Could you reproduce the data below with every "Report" swapped for "Result" and nothing else altered? Leave the pictures out of your answer.
===== INFORMATION GIVEN =====
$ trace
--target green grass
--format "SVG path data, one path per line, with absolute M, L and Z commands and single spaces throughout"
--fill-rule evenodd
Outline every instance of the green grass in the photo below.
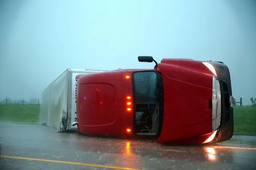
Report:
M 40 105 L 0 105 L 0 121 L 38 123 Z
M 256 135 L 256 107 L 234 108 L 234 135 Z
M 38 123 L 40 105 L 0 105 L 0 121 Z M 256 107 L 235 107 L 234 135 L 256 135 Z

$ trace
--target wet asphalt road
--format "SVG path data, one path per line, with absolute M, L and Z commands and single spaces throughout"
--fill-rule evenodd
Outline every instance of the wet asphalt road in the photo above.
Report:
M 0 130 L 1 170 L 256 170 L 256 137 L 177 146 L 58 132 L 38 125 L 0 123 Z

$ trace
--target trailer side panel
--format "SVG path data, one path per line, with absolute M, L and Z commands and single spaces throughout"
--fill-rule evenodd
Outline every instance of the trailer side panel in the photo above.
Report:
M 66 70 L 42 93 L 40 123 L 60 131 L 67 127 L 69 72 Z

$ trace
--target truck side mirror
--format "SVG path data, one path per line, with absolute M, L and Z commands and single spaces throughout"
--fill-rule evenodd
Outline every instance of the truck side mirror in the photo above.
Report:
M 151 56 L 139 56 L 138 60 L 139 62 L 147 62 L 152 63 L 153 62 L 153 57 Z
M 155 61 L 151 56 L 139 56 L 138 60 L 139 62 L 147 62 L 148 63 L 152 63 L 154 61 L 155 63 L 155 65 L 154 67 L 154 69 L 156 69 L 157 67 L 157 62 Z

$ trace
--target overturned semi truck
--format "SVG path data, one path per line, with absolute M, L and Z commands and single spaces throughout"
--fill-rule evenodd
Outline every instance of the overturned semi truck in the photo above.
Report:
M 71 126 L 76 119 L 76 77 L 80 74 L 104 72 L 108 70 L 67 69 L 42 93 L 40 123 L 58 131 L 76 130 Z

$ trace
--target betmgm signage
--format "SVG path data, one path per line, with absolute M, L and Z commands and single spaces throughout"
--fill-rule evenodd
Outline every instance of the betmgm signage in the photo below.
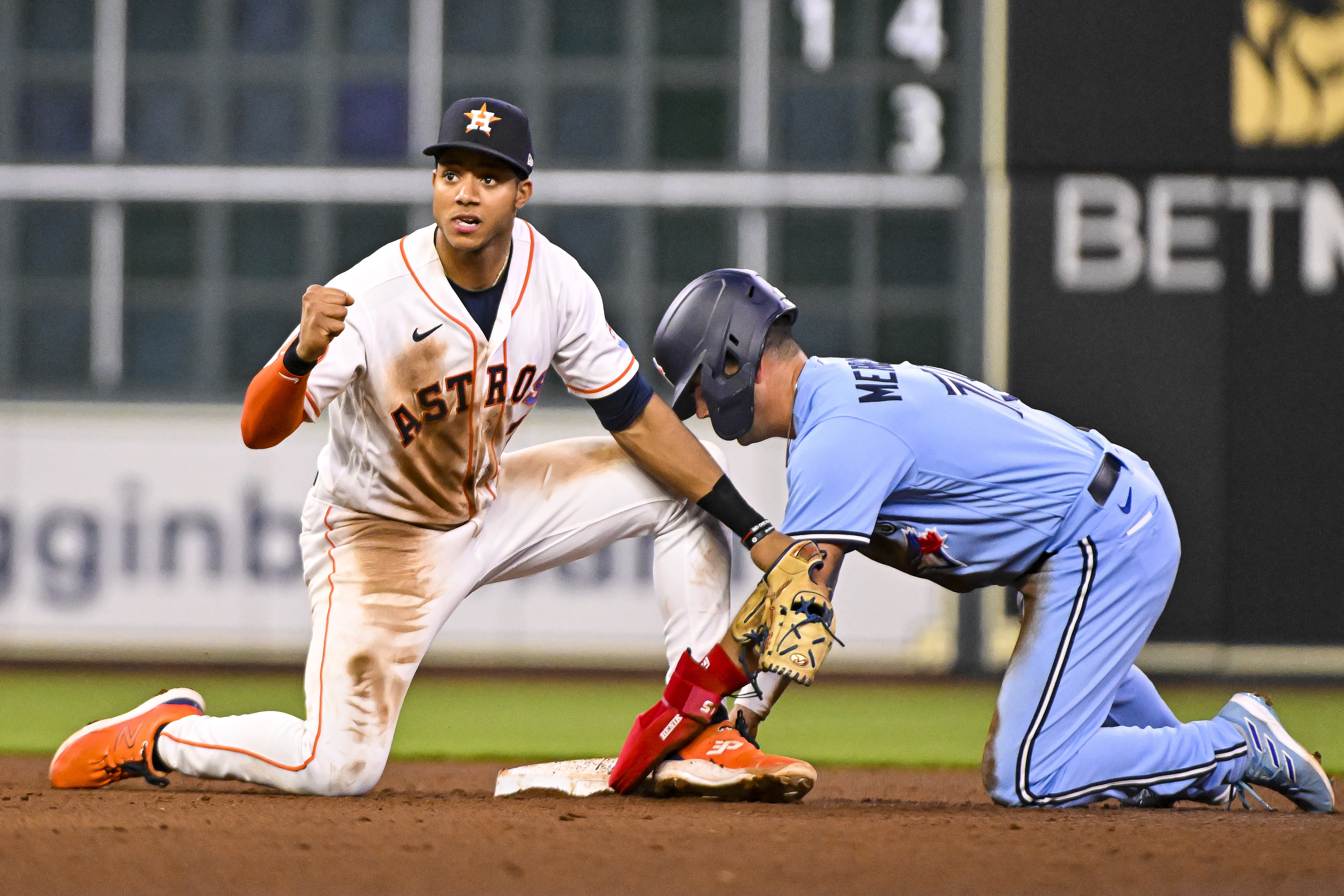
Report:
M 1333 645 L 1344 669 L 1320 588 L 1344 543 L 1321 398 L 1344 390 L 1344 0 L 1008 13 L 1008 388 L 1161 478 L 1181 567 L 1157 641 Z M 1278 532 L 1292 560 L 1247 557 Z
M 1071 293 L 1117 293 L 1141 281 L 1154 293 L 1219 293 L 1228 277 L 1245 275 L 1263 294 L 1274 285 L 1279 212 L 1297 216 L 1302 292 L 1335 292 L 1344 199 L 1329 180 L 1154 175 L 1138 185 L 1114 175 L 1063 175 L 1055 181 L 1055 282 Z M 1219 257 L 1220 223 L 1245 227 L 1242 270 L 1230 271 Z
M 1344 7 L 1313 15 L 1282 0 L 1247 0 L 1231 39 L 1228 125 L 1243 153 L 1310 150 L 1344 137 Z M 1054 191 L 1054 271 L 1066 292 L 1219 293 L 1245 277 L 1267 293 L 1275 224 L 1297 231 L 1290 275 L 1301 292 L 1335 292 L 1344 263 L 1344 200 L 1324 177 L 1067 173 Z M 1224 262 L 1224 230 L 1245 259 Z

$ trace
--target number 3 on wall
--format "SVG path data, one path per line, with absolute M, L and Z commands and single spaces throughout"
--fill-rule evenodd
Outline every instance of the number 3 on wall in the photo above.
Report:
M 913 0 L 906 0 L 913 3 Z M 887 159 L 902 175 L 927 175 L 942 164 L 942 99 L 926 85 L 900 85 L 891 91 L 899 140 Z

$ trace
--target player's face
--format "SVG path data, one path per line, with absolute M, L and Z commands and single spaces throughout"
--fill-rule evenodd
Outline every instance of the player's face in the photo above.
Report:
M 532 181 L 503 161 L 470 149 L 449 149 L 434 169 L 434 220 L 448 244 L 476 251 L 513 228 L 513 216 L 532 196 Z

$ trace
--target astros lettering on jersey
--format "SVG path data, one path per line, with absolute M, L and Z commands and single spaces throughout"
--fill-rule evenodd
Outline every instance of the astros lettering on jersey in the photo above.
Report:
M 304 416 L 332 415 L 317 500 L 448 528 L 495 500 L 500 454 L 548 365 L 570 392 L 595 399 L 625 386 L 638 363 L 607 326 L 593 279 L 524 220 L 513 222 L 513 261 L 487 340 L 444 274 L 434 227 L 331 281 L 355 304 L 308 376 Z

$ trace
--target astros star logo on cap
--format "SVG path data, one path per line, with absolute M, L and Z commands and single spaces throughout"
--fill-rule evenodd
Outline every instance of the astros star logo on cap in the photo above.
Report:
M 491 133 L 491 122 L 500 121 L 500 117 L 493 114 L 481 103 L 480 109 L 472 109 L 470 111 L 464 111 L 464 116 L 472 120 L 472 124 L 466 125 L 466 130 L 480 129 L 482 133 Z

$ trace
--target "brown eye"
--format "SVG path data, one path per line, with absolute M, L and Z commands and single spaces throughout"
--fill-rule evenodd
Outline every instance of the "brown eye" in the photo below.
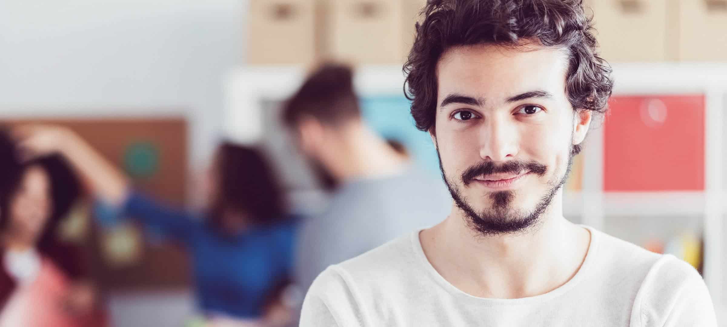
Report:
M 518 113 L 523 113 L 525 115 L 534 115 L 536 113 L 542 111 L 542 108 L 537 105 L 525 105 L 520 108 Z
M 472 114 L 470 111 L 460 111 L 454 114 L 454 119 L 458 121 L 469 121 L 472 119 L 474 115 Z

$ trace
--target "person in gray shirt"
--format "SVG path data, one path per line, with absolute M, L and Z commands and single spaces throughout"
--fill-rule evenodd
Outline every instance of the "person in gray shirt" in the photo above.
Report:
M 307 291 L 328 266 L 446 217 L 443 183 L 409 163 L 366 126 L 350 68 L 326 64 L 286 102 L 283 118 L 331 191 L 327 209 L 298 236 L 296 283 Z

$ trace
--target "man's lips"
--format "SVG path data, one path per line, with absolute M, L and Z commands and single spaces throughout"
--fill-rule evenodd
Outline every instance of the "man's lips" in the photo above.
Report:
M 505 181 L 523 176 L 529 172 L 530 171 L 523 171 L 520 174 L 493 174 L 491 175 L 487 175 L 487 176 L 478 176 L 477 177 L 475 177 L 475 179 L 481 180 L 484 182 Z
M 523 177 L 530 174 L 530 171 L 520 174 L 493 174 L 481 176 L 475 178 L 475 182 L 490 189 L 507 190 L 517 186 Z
=====
ANSWER IN FULL:
$ trace
--target green grass
--format "SVG path data, one path per line, with absolute M, L and Z commands and single spaces throughout"
--fill-rule evenodd
Outline every instance of the green grass in the photo below.
Result:
M 40 105 L 0 105 L 0 121 L 38 123 Z
M 256 135 L 256 107 L 234 108 L 234 135 Z
M 38 123 L 40 105 L 0 105 L 0 121 Z M 256 107 L 235 107 L 234 135 L 256 135 Z

$ trace
--target wet asphalt road
--format "SVG path data, one path per line, with absolute M, L and Z commands and single spaces throughout"
--fill-rule evenodd
Outline every instance of the wet asphalt road in the photo above.
Result:
M 0 130 L 1 170 L 256 170 L 256 137 L 177 146 L 58 132 L 38 125 L 0 123 Z

$ trace
--target trailer side panel
--format "SVG path data, one path per line, with absolute M, L and Z commands and single spaces throughout"
--fill-rule evenodd
Outline every instance of the trailer side panel in the photo above.
Result:
M 66 70 L 42 93 L 40 123 L 60 131 L 67 127 L 69 72 Z

$ trace
--target truck side mirror
--format "SVG path data, one path per line, with absolute M, L and Z commands and single spaces throughout"
--fill-rule evenodd
Outline every instance of the truck side mirror in the photo above.
Result:
M 151 56 L 139 56 L 138 60 L 139 62 L 147 62 L 152 63 L 153 62 L 153 57 Z
M 155 61 L 151 56 L 139 56 L 138 60 L 139 62 L 147 62 L 148 63 L 152 63 L 154 61 L 155 63 L 155 65 L 154 67 L 154 69 L 156 69 L 157 67 L 157 62 Z

$ trace
--target overturned semi truck
--format "SVG path data, one path per line, with absolute M, L and Z commands and single spaces throughout"
--fill-rule evenodd
Outline every instance of the overturned semi truck in the photo above.
Result:
M 71 126 L 76 119 L 76 77 L 80 74 L 104 72 L 108 70 L 67 69 L 42 93 L 40 123 L 58 131 L 76 130 Z

$ trace
--target betmgm signage
--format "SVG path data, one path per line, with absolute M, L and Z commands and single spaces throughout"
--fill-rule evenodd
Outline every instance of the betmgm signage in the photo below.
Result:
M 1333 645 L 1344 669 L 1320 588 L 1344 543 L 1321 398 L 1344 390 L 1344 0 L 1008 13 L 1008 388 L 1161 478 L 1181 567 L 1157 641 Z M 1278 532 L 1292 560 L 1247 557 Z
M 1071 293 L 1117 293 L 1141 281 L 1154 293 L 1219 293 L 1228 277 L 1245 275 L 1263 294 L 1274 285 L 1279 212 L 1297 216 L 1302 292 L 1335 292 L 1344 199 L 1329 180 L 1154 175 L 1138 185 L 1114 175 L 1063 175 L 1055 181 L 1055 282 Z M 1219 257 L 1220 223 L 1245 227 L 1242 270 L 1230 271 Z
M 1344 7 L 1313 15 L 1282 0 L 1247 0 L 1231 39 L 1228 125 L 1243 153 L 1310 150 L 1344 137 Z M 1054 191 L 1054 271 L 1066 292 L 1219 293 L 1245 277 L 1267 293 L 1275 224 L 1297 231 L 1290 275 L 1301 292 L 1335 292 L 1344 263 L 1344 200 L 1324 177 L 1067 173 Z M 1224 262 L 1224 230 L 1245 259 Z

$ trace
--target number 3 on wall
--format "SVG path data, one path per line, with absolute M, L and Z commands and single spaces throughout"
--fill-rule evenodd
Outline every instance of the number 3 on wall in the photo above.
Result:
M 913 0 L 906 0 L 913 3 Z M 887 159 L 902 175 L 927 175 L 942 164 L 942 99 L 926 85 L 900 85 L 891 91 L 899 140 Z

$ trace
--target player's face
--format "SVG path data, one path per line, with absolute M, L and Z commands and single spaces throughout"
--fill-rule evenodd
Outline every instance of the player's face in the photo above.
Result:
M 532 181 L 503 161 L 470 149 L 449 149 L 434 169 L 434 220 L 448 244 L 476 251 L 513 228 L 513 216 L 532 196 Z

$ trace
--target astros lettering on jersey
--format "SVG path data, one path per line, with absolute M, L and Z commands and single spaces throughout"
--fill-rule evenodd
Outline every instance of the astros lettering on jersey in the photo above.
Result:
M 304 416 L 332 415 L 317 500 L 448 528 L 495 500 L 500 454 L 548 365 L 570 392 L 595 399 L 625 386 L 638 363 L 607 326 L 593 279 L 524 220 L 513 222 L 513 261 L 487 340 L 444 274 L 434 227 L 331 281 L 355 304 L 308 376 Z

$ trace
--target astros star logo on cap
--format "SVG path data, one path per line, with absolute M, L and Z commands and single spaces throughout"
--fill-rule evenodd
Outline every instance of the astros star logo on cap in the photo above.
Result:
M 491 133 L 491 122 L 500 121 L 500 117 L 493 114 L 481 103 L 480 109 L 472 109 L 470 111 L 464 111 L 464 116 L 472 120 L 472 124 L 466 125 L 466 130 L 480 129 L 482 133 Z

$ trace
--target "brown eye"
--format "SVG path data, one path per line, with absolute M, L and Z commands and single spaces throughout"
--fill-rule evenodd
Outline every instance of the "brown eye" in the photo below.
Result:
M 518 113 L 523 113 L 525 115 L 534 115 L 536 113 L 542 111 L 542 108 L 537 105 L 525 105 L 520 108 Z
M 472 114 L 470 111 L 460 111 L 454 114 L 454 119 L 458 121 L 469 121 L 472 119 L 474 115 Z

$ trace
--target "person in gray shirt"
--format "SVG path data, one path per line, with absolute M, L and Z commands and single spaces throughout"
--fill-rule evenodd
Outline every instance of the "person in gray shirt" in the photo above.
Result:
M 307 291 L 328 266 L 446 217 L 443 183 L 409 163 L 366 126 L 350 68 L 326 64 L 286 102 L 283 118 L 331 191 L 327 209 L 298 236 L 296 283 Z

$ trace
--target "man's lips"
--format "SVG path data, one path per line, with absolute M, L and Z commands and single spaces throughout"
--fill-rule evenodd
Outline every instance of the "man's lips" in the photo above.
Result:
M 505 181 L 523 176 L 529 172 L 530 171 L 523 171 L 520 174 L 493 174 L 491 175 L 487 175 L 487 176 L 478 176 L 477 177 L 475 177 L 475 179 L 481 180 L 484 182 Z
M 523 177 L 530 174 L 530 171 L 520 174 L 493 174 L 481 176 L 475 178 L 475 182 L 490 189 L 507 190 L 517 186 Z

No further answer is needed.